> **Exercise details**: Please collect every line below that contains the word "drawer". Case counts.

> **Data listing**:
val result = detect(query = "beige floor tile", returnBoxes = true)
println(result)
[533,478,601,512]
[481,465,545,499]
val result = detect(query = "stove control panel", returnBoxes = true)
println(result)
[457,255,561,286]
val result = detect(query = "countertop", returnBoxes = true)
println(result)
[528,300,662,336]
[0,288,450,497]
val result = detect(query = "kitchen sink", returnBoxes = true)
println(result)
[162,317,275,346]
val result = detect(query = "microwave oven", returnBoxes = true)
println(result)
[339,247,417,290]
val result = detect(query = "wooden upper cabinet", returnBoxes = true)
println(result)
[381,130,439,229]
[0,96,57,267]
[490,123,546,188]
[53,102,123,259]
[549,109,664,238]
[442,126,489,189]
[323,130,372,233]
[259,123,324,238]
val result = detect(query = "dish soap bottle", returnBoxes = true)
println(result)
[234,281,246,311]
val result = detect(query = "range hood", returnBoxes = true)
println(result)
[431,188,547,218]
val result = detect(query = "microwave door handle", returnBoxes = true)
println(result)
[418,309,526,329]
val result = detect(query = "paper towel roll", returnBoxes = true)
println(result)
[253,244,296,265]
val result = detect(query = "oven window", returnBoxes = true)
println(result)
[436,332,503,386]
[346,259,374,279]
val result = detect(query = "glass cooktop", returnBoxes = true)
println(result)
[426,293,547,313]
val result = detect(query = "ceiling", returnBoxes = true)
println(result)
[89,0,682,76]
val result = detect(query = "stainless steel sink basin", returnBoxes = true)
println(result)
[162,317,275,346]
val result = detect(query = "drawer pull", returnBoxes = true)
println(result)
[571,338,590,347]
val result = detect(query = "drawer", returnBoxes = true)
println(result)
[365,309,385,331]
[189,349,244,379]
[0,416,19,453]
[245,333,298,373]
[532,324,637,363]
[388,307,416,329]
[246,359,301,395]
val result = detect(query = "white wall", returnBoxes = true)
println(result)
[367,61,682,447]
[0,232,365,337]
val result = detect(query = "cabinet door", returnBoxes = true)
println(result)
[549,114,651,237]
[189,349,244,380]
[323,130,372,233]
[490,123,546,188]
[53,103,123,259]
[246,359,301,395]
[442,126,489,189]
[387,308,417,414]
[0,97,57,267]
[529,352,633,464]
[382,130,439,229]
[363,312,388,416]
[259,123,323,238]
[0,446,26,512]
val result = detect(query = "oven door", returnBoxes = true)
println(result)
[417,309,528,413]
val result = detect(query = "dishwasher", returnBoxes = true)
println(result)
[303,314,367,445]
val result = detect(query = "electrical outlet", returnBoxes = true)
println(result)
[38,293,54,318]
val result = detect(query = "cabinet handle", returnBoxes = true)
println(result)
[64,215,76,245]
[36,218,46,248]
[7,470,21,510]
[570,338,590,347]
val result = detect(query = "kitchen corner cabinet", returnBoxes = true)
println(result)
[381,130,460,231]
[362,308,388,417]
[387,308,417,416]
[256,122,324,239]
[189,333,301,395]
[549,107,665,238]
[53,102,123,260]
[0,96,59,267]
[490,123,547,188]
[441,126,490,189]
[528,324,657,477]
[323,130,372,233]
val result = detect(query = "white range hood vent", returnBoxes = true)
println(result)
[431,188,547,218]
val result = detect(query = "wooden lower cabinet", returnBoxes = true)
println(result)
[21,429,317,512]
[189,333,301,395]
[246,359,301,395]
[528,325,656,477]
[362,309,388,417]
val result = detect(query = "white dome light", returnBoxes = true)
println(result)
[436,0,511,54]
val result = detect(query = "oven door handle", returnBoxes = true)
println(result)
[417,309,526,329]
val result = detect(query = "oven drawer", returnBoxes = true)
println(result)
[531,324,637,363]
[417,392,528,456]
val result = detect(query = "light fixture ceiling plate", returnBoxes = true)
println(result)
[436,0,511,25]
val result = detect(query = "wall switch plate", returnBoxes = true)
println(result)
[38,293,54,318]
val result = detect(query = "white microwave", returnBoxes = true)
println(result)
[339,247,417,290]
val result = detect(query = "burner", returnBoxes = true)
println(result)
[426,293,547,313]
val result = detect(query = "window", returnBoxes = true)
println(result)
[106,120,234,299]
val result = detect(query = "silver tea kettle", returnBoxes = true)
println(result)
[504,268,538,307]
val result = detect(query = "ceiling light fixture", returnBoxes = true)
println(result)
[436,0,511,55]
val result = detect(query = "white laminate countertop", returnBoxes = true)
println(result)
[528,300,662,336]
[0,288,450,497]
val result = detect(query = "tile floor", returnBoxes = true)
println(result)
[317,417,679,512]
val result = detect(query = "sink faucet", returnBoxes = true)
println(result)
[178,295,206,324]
--
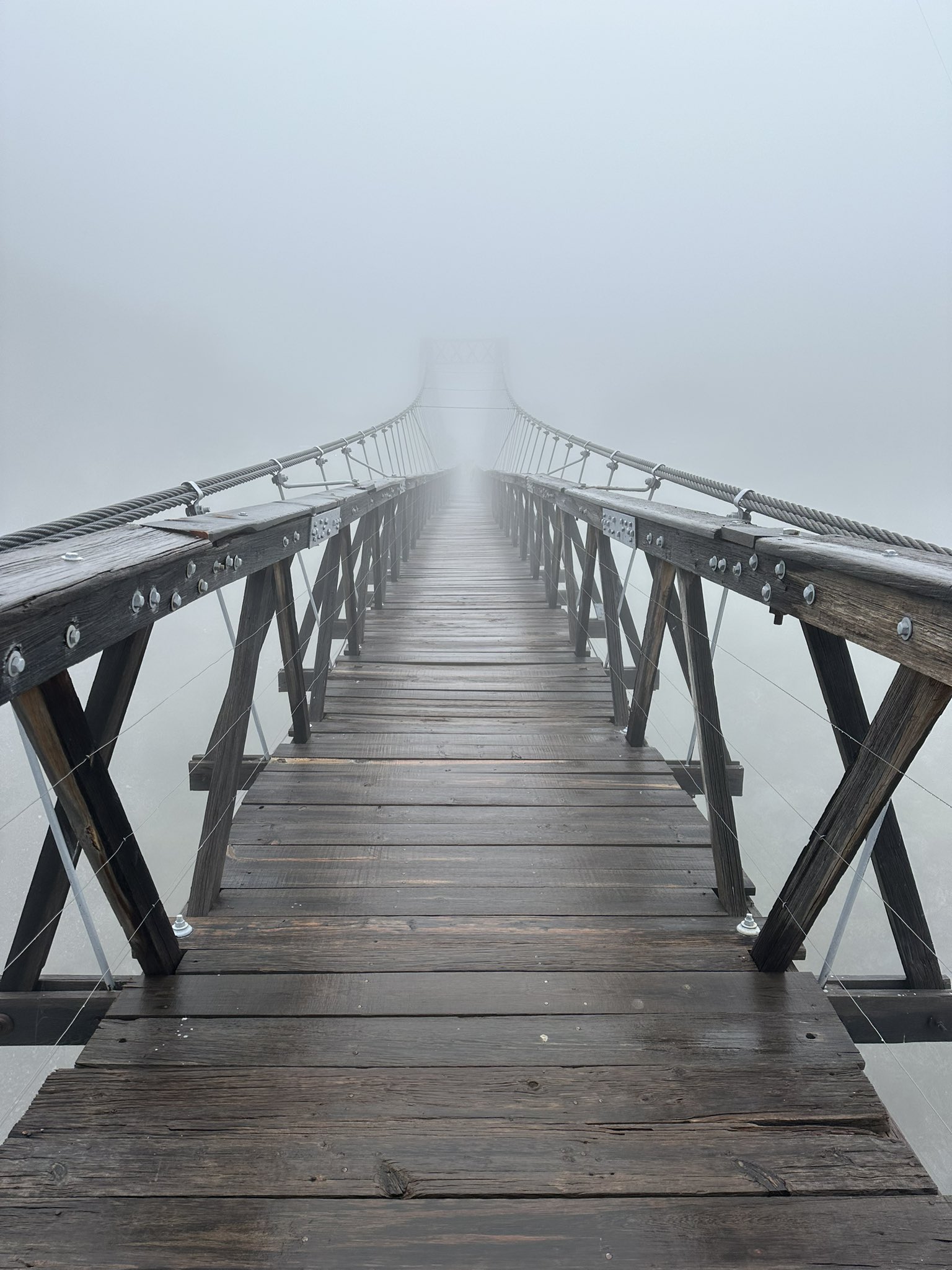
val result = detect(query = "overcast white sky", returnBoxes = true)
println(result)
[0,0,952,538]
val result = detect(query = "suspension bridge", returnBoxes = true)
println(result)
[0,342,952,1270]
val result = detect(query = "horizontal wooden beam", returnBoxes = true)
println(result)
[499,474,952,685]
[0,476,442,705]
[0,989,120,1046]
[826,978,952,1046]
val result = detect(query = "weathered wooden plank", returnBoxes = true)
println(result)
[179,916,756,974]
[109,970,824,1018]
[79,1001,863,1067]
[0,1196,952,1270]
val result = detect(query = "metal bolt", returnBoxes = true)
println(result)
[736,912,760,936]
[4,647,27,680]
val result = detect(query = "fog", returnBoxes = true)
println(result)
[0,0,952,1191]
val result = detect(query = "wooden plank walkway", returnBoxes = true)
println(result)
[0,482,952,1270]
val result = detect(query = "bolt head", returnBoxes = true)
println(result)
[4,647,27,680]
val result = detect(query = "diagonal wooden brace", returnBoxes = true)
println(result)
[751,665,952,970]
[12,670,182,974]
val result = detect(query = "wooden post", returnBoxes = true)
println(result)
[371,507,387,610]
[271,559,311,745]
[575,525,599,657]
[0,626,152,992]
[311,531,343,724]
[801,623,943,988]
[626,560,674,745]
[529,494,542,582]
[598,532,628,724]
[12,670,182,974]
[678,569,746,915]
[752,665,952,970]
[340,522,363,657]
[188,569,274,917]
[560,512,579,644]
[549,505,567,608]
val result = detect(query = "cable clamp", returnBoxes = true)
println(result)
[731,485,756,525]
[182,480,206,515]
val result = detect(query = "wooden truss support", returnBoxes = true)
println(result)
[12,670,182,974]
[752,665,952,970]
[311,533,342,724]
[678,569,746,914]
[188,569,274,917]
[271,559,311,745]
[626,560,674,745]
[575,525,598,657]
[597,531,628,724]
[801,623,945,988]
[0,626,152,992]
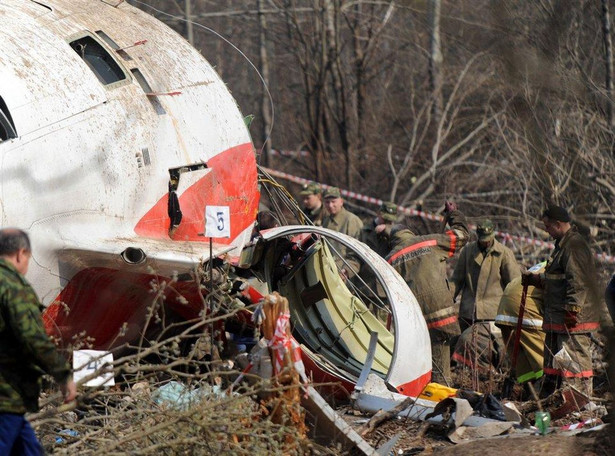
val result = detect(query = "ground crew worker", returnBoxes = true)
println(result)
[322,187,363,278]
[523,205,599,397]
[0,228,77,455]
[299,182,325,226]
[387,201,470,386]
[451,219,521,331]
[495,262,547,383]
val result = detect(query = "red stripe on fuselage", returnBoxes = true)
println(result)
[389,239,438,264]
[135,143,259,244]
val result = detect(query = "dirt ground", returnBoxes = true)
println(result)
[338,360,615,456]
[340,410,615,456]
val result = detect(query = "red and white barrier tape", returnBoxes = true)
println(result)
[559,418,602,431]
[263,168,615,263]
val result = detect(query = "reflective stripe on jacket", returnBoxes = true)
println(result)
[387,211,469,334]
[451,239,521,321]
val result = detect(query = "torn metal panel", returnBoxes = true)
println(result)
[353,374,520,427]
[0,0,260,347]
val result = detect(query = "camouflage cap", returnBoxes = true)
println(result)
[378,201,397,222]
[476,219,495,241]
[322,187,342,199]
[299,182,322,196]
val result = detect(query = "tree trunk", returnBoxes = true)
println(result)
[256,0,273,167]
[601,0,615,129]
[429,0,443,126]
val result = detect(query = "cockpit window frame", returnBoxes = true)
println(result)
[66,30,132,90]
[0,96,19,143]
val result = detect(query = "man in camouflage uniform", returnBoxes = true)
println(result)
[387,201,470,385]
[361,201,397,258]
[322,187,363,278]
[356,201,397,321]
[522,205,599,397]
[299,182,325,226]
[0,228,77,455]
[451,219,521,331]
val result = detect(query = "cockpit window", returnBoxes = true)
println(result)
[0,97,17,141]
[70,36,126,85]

> **Answer to this problem**:
val result = detect(query = "drawer pull", returnBoxes = true)
val result = detect(query = "drawer", returnBoxes = true)
val result = detect(query = "oven drawer", returnBoxes = true)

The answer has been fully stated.